* _Written request_:
Put each line of the data below into a numbered list, dropping any blank lines.

* _Working data_:

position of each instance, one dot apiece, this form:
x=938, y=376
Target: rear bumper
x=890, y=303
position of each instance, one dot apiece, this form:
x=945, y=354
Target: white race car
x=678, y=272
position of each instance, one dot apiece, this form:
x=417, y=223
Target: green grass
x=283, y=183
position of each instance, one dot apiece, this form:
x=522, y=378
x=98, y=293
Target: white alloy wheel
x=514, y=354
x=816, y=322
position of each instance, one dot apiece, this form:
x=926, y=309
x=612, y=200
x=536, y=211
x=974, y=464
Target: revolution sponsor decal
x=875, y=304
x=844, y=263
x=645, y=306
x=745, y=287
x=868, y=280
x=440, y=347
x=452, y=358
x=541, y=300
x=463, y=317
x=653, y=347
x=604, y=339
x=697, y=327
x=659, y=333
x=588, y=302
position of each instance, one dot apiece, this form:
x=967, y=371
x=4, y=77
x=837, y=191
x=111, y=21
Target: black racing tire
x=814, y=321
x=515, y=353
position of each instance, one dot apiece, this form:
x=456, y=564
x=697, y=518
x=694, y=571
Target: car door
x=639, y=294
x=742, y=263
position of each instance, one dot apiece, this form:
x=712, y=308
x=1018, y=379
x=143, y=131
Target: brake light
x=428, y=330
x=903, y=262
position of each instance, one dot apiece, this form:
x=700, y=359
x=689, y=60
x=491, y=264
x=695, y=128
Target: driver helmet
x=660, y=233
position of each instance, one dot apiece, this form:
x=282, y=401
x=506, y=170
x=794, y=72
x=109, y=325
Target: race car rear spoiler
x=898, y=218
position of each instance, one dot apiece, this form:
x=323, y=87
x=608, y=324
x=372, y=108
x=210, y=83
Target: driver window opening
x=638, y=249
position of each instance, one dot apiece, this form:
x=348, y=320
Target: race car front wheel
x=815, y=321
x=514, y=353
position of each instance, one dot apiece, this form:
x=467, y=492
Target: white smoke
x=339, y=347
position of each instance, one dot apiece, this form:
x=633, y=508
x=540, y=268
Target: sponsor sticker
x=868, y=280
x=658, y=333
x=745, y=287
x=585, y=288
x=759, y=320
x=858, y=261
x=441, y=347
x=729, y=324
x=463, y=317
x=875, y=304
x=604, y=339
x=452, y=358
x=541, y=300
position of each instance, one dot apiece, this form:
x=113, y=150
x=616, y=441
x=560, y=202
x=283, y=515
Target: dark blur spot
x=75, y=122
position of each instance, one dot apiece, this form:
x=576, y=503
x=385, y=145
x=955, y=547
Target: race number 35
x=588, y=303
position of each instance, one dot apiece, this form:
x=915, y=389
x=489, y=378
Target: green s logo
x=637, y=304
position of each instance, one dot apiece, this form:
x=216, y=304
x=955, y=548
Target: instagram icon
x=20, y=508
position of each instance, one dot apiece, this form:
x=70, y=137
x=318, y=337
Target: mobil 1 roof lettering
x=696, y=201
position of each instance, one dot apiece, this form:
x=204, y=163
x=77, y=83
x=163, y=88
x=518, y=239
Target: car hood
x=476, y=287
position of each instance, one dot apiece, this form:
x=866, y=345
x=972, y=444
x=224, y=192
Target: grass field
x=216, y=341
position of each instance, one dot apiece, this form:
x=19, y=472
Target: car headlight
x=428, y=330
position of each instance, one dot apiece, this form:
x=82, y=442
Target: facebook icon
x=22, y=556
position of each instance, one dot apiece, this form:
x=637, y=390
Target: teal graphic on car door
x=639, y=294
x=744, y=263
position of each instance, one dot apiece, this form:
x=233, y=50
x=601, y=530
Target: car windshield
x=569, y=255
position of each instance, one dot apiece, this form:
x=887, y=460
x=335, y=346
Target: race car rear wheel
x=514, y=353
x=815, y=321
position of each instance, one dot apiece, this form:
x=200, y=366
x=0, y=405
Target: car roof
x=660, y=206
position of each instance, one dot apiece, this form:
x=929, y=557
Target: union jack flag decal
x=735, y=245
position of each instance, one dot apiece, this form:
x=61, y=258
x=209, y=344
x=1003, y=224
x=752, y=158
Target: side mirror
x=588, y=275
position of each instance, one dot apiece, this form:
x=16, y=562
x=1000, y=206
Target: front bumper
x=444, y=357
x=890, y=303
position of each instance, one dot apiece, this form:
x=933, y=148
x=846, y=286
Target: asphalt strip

* _The output_:
1. position of each instance, one dot apiece, this form:
2. x=938, y=376
3. Target: rear bumper
4. x=890, y=303
5. position of each instance, one dot apiece, this form:
6. x=945, y=354
7. Target: white race car
8. x=678, y=272
9. position of each instance, one dot apiece, this form:
10. x=417, y=223
11. Target: green grass
12. x=283, y=183
13. position of each instance, one dot apiece, this form:
14. x=522, y=378
15. x=98, y=293
16. Target: white alloy wheel
17. x=514, y=354
18. x=816, y=322
19. position of each instance, one dot apiece, this form:
20. x=926, y=309
21. x=612, y=200
22. x=536, y=211
23. x=974, y=464
24. Target: revolution sponsor decal
25. x=875, y=304
26. x=844, y=263
27. x=645, y=306
28. x=745, y=287
29. x=868, y=280
30. x=440, y=347
31. x=452, y=358
32. x=541, y=300
33. x=463, y=317
34. x=653, y=347
35. x=604, y=339
36. x=697, y=327
37. x=659, y=333
38. x=588, y=302
39. position of each instance, one dot apiece, this form:
40. x=967, y=371
41. x=4, y=77
42. x=837, y=191
43. x=111, y=21
44. Target: black racing tire
45. x=814, y=321
46. x=515, y=353
47. position of each instance, one dot apiece, this form:
48. x=456, y=564
49. x=697, y=518
50. x=694, y=571
51. Target: car door
52. x=639, y=294
53. x=742, y=263
54. position of each instance, one dot apiece, this form:
55. x=712, y=308
56. x=1018, y=379
57. x=143, y=131
58. Target: brake light
59. x=428, y=330
60. x=903, y=262
61. position of each instance, one dot apiece, this form:
62. x=700, y=359
63. x=689, y=60
64. x=491, y=264
65. x=695, y=128
66. Target: driver helmet
67. x=660, y=233
68. position of each instance, one dot apiece, this form:
69. x=282, y=401
70. x=506, y=170
71. x=794, y=72
72. x=109, y=325
73. Target: race car rear spoiler
74. x=898, y=218
75. position of each instance, one dot apiece, this form:
76. x=323, y=87
77. x=608, y=324
78. x=372, y=108
79. x=210, y=83
80. Target: driver window opening
81. x=638, y=249
82. position of each instance, one dot apiece, this form:
83. x=348, y=320
84. Target: race car front wheel
85. x=815, y=321
86. x=514, y=353
87. position of each instance, one dot apiece, this form:
88. x=467, y=492
89. Target: white smoke
90. x=339, y=347
91. position of each instance, one dot apiece, this form:
92. x=633, y=508
93. x=540, y=268
94. Target: sponsor sticker
95. x=868, y=280
96. x=658, y=333
97. x=745, y=287
98. x=585, y=288
99. x=759, y=320
100. x=858, y=261
101. x=441, y=347
102. x=729, y=324
103. x=463, y=317
104. x=875, y=304
105. x=604, y=339
106. x=452, y=358
107. x=541, y=300
108. position of each instance, one dot apiece, this form:
109. x=113, y=150
110. x=616, y=441
111. x=560, y=202
112. x=283, y=515
113. Target: dark blur spot
114. x=75, y=122
115. position of each instance, one dot apiece, this form:
116. x=576, y=503
117. x=385, y=145
118. x=955, y=547
119. Target: race number 35
120. x=588, y=303
121. position of each instance, one dot apiece, this form:
122. x=915, y=389
123. x=489, y=378
124. Target: green s logo
125. x=637, y=304
126. position of each instance, one dot apiece, this form:
127. x=216, y=304
128. x=955, y=548
129. Target: instagram icon
130. x=20, y=508
131. position of each instance, one dot apiece, this form:
132. x=70, y=137
133. x=318, y=337
134. Target: mobil 1 roof lettering
135. x=696, y=201
136. position of each instance, one dot apiece, this form:
137. x=204, y=163
138. x=77, y=83
139. x=163, y=88
140. x=518, y=239
141. Target: car hood
142. x=476, y=287
143. position of each instance, one dot apiece, this form:
144. x=866, y=345
145. x=972, y=444
146. x=224, y=192
147. Target: grass field
148. x=216, y=341
149. position of each instance, one dot apiece, this form:
150. x=19, y=472
151. Target: car headlight
152. x=428, y=330
153. position of each instance, one dot apiece, this form:
154. x=82, y=442
155. Target: facebook icon
156. x=22, y=556
157. position of each instance, one dot apiece, this form:
158. x=637, y=390
159. Target: teal graphic on car door
160. x=639, y=294
161. x=744, y=263
162. position of each instance, one dot apiece, this form:
163. x=233, y=50
164. x=601, y=530
165. Target: car windshield
166. x=569, y=255
167. position of each instance, one dot apiece, this form:
168. x=887, y=460
169. x=335, y=346
170. Target: race car rear wheel
171. x=514, y=353
172. x=815, y=321
173. position of each instance, one dot apiece, this form:
174. x=200, y=366
175. x=0, y=405
176. Target: car roof
177. x=660, y=206
178. position of each instance, one dot apiece, this form:
179. x=929, y=557
180. Target: union jack flag decal
181. x=735, y=245
182. position of each instance, one dot apiece, this form:
183. x=61, y=258
184. x=209, y=344
185. x=1003, y=224
186. x=752, y=158
187. Target: side mirror
188. x=588, y=275
189. position of each instance, one dot apiece, this form:
190. x=16, y=562
191. x=1000, y=206
192. Target: front bumper
193. x=444, y=357
194. x=890, y=303
195. position of each instance, one dot apiece, this form:
196. x=933, y=148
197. x=846, y=286
198. Target: asphalt strip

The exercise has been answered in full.